▶ **Stated task**
In the entries below, find every line containing the word "green" and copy each one. Case must match.

Dataset records

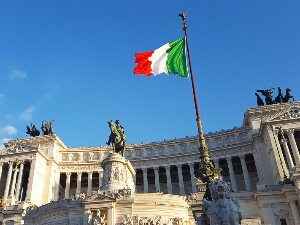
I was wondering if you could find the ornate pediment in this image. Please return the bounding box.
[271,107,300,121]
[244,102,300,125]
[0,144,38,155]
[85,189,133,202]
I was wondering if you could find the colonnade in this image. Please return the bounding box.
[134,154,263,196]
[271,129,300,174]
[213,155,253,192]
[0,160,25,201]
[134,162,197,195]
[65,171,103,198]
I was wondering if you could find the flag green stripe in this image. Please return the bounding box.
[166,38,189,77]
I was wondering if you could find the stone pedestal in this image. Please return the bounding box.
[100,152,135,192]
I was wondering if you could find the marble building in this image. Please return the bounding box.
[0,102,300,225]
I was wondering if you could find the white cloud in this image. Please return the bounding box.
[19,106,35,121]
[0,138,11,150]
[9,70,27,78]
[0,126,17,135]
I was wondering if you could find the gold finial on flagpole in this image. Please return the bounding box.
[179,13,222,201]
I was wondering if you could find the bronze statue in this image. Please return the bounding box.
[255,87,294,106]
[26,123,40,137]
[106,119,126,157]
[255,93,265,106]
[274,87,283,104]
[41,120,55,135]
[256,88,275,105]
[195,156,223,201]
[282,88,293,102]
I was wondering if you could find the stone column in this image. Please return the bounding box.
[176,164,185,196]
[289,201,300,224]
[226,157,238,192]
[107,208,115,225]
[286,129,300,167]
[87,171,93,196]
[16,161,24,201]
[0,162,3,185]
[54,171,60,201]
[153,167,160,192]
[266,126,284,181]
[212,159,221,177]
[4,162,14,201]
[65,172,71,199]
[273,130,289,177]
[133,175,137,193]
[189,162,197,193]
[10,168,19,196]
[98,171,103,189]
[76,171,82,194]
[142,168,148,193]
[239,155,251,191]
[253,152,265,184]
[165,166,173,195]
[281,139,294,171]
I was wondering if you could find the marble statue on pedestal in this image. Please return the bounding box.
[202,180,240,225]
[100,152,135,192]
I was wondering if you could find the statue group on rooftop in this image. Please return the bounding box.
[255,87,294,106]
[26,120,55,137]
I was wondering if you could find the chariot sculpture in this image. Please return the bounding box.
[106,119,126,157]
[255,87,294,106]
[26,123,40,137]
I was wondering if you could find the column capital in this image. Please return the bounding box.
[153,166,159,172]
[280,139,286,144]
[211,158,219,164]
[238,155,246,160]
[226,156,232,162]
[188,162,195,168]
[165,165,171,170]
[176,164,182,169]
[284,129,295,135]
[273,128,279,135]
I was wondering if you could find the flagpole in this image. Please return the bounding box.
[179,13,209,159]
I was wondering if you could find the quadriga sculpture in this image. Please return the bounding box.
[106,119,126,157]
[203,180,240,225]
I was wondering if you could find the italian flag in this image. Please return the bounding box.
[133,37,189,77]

---

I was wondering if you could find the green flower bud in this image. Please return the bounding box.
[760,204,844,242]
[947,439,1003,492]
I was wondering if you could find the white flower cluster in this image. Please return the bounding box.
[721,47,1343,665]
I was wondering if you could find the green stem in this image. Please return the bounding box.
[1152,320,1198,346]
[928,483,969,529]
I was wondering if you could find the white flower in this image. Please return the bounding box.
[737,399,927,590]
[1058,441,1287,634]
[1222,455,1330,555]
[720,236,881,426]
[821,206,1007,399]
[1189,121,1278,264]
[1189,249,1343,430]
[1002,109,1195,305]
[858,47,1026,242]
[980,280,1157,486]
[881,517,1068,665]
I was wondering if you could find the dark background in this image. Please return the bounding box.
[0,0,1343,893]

▶ **Correct response**
I was wondering if you could find the flag green stripe in this image. Please return the bounding box.
I was wondering if you could find the green flower bud in this image. Please return the bounding box.
I was wondering if you could find the green stem in this image. Please return the bounding box.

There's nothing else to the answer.